_TEXT PROVIDED:_

-=-=-

All of the modern TMS wells are making oil. Devon Energy Corp.’s nearby Richland Farms 74H-1 came in at 284 BOE a day on a 9/64 choke from a roughly 5,000-foot lateral with 20 frac stages in Wilkinson County. And, Encana Corp.’s Horseshoe Hill 10H-1 made 656 BOE a day in a 30-day average from a roughly 5,300-foot lateral and 18 frac stages.

South, in Louisiana, Devon made Murphy 63H-1 for 408 barrels a day on an 11/64 choke from some 5,300 feet of lateral in West Feliciana Parish.

Moving east, Devon’s Beech Grove Land Co. 68H-1 made an average of 101 a day over 30 days from a 3,400-foot lateral and 12 frac stages.

Turnham notes that another well, Encana’s Weyerhaeuser 73H-1, has been online for nearly a year now; it came in at an average of 740 BOE a day from a 5,000-foot lateral and 15 frac stages. Its decline curve is promising.

“Just like the Anderson 17H, we see a hyperbolic curve which has us comfortable with the resource potential. Now, our primary focus is getting the well costs down and putting the economics out there, so investors can make their decisions.”

In a year of work, wells are now estimated to cost $12- to $13 million each, with a 7,500-foot lateral and 25 frac stages, down from early estimates of as much as $19 million. Further cost reduction is possible once the play is proved and more oilfield equipment, crews and infrastructure enter the area. “In fact, EOG (Resources Inc.) reached total depth on a well in 28 days which, by our estimates, would be in the $10-million-completed-well-cost range. This, in our opinion, would generate very high rates of return, and be competitive with other oil plays,” Turnham says.

-=-=-

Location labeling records
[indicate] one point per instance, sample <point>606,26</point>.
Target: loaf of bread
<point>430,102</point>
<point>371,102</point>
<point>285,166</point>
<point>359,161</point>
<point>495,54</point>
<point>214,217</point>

-=-=-

_THE TASKS:_
(a) Quote the TMS well passage from "Moving east, Devon’s" to "curve is promising.".
(b) Name every individual well identified by name in the TMS well passage.

_SOLUTIONS:_
(a)
Moving east, Devon’s Beech Grove Land Co. 68H-1 made an average of 101 a day over 30 days from a 3,400-foot lateral and 12 frac stages.

Turnham notes that another well, Encana’s Weyerhaeuser 73H-1, has been online for nearly a year now; it came in at an average of 740 BOE a day from a 5,000-foot lateral and 15 frac stages. Its decline curve is promising.

(b) Richland Farms 74H-1, Horseshoe Hill 10H-1, Murphy 63H-1, Beech Grove Land Co. 68H-1, Weyerhaeuser 73H-1, Anderson 17H